WHAT IS REQUIRED |
Write out everything in the entries below, word for word, from their very first line down to and including the line that contains "[238,174,247,182]".

[begin EXTRACTED ENTRIES]

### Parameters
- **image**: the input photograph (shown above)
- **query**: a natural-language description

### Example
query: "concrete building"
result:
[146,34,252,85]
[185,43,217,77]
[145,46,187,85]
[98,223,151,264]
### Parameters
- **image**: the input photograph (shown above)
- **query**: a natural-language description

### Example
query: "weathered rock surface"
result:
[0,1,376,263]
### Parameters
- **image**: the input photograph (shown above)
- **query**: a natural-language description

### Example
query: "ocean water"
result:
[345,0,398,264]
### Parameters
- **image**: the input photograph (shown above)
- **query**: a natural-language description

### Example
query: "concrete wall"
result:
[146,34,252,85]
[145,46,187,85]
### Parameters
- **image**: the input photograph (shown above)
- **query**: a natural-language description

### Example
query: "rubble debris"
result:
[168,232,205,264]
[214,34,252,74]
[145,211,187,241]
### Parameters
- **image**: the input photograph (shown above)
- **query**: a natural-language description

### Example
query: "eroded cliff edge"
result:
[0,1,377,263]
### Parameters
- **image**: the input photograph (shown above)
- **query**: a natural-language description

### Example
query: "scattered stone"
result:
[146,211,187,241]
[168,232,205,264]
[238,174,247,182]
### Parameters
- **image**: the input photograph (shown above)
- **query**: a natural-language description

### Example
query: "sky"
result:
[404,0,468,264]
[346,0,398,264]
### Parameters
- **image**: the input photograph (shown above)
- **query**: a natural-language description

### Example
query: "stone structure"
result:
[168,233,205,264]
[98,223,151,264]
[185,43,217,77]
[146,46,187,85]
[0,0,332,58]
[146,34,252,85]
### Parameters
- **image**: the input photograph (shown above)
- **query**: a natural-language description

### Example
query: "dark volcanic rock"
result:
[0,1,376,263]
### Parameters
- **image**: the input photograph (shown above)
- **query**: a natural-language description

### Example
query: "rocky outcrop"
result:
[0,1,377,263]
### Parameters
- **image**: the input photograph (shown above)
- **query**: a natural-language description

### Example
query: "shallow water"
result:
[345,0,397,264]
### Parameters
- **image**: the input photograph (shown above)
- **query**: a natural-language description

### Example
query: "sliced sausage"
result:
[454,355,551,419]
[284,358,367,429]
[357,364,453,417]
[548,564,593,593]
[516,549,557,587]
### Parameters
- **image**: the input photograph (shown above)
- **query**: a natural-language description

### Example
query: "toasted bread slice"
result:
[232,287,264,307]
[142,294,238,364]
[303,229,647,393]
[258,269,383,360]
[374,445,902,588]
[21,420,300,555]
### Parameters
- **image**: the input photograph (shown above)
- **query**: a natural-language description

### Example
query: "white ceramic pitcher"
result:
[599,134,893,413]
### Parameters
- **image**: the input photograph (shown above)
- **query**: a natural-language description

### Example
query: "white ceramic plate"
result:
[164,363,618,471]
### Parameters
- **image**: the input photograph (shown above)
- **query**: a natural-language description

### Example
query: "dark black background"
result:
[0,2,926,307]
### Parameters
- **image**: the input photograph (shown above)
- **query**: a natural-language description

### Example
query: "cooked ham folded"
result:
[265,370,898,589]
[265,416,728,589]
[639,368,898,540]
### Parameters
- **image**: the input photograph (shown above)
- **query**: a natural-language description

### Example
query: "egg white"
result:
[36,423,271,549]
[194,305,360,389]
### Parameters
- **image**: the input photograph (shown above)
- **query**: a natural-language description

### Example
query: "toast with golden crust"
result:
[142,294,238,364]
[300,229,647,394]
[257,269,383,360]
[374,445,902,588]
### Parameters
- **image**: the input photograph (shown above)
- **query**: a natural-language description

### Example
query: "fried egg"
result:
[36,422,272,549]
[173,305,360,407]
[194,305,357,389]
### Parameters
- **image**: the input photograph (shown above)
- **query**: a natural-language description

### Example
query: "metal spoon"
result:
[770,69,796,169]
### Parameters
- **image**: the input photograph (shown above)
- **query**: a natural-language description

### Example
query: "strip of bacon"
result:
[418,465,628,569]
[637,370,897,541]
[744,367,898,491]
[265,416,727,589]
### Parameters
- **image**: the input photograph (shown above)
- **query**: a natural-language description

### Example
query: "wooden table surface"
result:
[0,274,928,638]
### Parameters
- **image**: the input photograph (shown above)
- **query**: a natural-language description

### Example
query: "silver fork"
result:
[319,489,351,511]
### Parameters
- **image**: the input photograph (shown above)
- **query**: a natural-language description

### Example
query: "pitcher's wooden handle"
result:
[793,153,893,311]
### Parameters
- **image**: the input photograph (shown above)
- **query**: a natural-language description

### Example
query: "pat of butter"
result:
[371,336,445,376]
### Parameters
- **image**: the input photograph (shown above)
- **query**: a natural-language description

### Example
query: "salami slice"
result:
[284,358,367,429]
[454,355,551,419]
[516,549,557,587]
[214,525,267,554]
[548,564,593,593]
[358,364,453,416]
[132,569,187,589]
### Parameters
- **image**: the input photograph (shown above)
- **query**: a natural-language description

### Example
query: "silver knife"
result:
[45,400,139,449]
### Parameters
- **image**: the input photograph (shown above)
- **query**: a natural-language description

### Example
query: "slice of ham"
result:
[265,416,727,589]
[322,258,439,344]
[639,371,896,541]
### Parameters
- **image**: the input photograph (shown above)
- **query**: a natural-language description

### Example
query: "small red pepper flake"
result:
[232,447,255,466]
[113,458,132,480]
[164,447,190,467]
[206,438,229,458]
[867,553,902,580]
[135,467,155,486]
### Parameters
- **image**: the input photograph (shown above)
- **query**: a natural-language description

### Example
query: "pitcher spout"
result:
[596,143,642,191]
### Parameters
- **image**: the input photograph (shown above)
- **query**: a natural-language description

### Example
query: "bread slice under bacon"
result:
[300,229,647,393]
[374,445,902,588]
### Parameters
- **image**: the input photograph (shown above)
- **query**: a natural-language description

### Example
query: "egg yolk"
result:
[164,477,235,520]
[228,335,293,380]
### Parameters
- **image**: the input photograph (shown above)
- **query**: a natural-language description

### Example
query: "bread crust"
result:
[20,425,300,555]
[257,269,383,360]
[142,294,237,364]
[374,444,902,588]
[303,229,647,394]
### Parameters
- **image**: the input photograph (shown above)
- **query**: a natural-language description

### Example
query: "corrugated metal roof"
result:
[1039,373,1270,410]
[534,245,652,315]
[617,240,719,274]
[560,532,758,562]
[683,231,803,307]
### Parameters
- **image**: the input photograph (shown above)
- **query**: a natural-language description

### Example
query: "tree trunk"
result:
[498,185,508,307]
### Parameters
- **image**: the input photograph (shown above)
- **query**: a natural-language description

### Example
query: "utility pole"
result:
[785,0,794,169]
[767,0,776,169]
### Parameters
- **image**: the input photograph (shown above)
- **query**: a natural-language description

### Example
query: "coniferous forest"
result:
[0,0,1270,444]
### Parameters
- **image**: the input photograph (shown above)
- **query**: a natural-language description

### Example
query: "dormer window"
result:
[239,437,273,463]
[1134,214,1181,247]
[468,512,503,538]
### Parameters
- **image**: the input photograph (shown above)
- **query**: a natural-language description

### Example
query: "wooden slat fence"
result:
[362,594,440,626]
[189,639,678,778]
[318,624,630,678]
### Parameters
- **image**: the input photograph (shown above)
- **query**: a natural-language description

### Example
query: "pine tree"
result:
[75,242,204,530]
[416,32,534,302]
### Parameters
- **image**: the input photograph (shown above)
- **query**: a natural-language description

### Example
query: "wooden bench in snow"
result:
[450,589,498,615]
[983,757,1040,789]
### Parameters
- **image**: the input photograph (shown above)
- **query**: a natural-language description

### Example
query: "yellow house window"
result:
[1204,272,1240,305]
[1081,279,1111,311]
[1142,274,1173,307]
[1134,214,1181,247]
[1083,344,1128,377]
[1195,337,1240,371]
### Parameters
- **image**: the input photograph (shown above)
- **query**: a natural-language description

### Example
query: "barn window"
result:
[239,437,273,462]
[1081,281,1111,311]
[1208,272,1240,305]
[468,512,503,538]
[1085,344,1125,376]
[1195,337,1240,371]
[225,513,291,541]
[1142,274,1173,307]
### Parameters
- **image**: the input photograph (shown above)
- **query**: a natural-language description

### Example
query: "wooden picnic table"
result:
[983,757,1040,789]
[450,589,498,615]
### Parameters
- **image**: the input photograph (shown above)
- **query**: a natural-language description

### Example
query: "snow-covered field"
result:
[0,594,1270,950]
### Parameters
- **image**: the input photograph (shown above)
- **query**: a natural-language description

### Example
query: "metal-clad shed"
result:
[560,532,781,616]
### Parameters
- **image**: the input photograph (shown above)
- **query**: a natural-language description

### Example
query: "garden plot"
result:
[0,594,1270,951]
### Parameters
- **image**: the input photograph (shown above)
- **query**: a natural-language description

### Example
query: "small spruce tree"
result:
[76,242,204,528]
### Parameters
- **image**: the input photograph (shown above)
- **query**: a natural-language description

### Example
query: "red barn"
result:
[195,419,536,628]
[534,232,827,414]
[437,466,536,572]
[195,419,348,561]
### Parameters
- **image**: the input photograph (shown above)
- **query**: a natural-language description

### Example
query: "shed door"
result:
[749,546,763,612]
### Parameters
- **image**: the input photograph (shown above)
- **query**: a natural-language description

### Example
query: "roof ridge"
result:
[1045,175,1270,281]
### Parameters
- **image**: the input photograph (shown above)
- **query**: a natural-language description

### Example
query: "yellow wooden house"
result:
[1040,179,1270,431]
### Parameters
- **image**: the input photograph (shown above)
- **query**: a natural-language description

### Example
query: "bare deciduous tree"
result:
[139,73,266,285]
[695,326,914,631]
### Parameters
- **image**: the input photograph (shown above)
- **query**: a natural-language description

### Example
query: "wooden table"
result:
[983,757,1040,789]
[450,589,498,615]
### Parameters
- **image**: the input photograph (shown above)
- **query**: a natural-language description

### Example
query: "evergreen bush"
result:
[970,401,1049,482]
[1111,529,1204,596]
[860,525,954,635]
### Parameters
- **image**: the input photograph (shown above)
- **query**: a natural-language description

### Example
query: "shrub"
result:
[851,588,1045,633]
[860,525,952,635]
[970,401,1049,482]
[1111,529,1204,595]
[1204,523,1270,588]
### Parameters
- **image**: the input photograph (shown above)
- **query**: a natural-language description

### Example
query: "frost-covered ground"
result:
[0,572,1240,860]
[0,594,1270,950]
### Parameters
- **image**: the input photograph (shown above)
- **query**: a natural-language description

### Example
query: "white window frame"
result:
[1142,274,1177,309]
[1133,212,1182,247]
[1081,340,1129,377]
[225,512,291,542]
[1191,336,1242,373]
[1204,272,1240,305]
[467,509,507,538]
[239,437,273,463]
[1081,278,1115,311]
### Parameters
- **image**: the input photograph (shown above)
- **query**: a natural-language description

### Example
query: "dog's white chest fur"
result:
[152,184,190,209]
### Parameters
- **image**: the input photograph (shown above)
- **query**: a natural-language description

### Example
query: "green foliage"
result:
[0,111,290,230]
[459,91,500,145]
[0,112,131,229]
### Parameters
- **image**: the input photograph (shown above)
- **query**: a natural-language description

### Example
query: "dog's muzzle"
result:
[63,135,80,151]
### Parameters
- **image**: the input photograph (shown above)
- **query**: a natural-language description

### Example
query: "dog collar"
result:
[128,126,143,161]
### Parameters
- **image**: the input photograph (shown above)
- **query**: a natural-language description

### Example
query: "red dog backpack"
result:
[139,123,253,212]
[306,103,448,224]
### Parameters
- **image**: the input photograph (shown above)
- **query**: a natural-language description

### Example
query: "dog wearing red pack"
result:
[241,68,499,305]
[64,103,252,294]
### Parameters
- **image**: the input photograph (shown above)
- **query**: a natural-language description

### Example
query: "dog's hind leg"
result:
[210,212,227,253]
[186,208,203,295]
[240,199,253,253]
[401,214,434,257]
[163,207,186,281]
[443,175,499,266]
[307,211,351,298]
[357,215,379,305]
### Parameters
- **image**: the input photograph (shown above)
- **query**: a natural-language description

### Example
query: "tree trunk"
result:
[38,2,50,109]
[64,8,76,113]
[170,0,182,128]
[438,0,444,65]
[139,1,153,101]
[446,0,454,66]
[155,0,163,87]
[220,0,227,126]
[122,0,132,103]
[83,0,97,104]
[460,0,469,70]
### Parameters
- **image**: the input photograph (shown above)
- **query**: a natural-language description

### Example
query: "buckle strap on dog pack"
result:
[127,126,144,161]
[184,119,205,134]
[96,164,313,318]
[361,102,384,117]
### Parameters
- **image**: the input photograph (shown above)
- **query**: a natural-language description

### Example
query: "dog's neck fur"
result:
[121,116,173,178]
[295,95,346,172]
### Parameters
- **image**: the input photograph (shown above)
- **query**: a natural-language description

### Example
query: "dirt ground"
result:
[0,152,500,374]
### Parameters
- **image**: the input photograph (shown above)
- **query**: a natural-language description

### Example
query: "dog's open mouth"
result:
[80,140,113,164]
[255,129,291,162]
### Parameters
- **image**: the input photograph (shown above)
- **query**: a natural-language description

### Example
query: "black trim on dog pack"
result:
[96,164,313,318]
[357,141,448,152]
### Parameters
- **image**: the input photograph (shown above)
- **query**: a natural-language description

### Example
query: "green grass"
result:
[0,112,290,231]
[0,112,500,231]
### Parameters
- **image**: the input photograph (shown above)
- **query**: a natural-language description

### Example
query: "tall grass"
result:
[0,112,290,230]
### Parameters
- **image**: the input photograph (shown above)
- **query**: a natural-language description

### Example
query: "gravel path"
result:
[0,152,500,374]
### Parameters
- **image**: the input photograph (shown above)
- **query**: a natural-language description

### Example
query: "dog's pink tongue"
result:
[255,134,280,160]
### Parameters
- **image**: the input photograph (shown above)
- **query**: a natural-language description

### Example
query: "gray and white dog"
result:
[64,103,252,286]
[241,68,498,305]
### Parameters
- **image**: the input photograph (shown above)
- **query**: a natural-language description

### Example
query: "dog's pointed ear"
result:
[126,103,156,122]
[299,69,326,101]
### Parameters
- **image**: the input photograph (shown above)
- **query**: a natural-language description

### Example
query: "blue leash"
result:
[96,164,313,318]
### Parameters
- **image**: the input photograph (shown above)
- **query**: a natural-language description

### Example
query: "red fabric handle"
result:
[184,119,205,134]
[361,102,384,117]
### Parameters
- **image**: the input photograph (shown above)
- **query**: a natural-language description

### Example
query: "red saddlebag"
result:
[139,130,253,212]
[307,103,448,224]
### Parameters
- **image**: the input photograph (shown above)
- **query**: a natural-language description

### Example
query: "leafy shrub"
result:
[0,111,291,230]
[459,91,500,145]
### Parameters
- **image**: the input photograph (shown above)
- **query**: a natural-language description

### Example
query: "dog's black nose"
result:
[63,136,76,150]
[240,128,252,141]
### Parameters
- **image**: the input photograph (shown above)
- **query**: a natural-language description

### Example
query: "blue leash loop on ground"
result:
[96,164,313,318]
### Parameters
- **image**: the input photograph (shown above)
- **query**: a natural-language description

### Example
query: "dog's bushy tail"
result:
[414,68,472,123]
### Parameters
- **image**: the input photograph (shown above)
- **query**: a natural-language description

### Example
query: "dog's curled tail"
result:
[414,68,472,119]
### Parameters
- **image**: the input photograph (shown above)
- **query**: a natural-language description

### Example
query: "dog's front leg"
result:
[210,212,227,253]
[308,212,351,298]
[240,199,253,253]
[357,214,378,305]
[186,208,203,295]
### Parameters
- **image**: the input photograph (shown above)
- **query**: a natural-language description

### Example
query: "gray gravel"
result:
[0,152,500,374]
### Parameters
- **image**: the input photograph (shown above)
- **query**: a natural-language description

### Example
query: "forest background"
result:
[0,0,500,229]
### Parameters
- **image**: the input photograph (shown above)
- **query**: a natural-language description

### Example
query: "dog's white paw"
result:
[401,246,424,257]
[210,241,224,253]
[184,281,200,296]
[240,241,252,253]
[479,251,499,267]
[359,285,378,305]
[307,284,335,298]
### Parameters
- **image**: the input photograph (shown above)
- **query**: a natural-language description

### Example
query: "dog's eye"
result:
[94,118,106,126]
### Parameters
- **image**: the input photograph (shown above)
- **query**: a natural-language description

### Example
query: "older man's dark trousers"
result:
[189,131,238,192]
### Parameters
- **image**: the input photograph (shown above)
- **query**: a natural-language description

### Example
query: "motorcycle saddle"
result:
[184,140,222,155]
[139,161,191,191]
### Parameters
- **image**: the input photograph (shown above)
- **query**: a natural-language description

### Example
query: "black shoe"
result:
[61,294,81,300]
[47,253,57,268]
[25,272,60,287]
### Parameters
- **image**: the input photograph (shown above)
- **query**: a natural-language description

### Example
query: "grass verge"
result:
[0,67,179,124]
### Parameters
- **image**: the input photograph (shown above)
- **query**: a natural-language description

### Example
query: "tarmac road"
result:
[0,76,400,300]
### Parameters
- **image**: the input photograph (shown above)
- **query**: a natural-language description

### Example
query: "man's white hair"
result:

[end EXTRACTED ENTRIES]

CORRECT ANSWER |
### Parameters
- **image**: the input photograph (shown above)
- **query**: a natural-language description

### Example
query: "concrete building"
result:
[146,34,252,85]
[185,43,217,77]
[145,46,187,85]
[98,223,151,264]
### Parameters
- **image**: the input photograph (shown above)
- **query**: a natural-language description

### Example
query: "weathered rock surface"
result:
[0,1,376,263]
### Parameters
- **image**: the input photograph (shown above)
- **query**: a natural-language description

### Example
query: "ocean water"
result:
[345,0,398,264]
### Parameters
- **image**: the input photograph (shown above)
- **query**: a natural-language description

### Example
query: "concrete wall"
result:
[146,34,252,85]
[145,46,187,85]
### Parameters
- **image**: the input photograph (shown above)
- **query**: a natural-language description

### Example
query: "rubble debris"
result:
[168,232,205,264]
[214,34,252,74]
[145,211,187,241]
### Parameters
- **image**: the input photograph (shown above)
- **query**: a natural-language description

### Example
query: "eroded cliff edge"
result:
[0,1,377,263]
### Parameters
- **image**: the input photograph (shown above)
- **query**: a natural-language description

### Example
query: "scattered stone"
result:
[146,211,187,241]
[168,232,205,264]
[238,174,247,182]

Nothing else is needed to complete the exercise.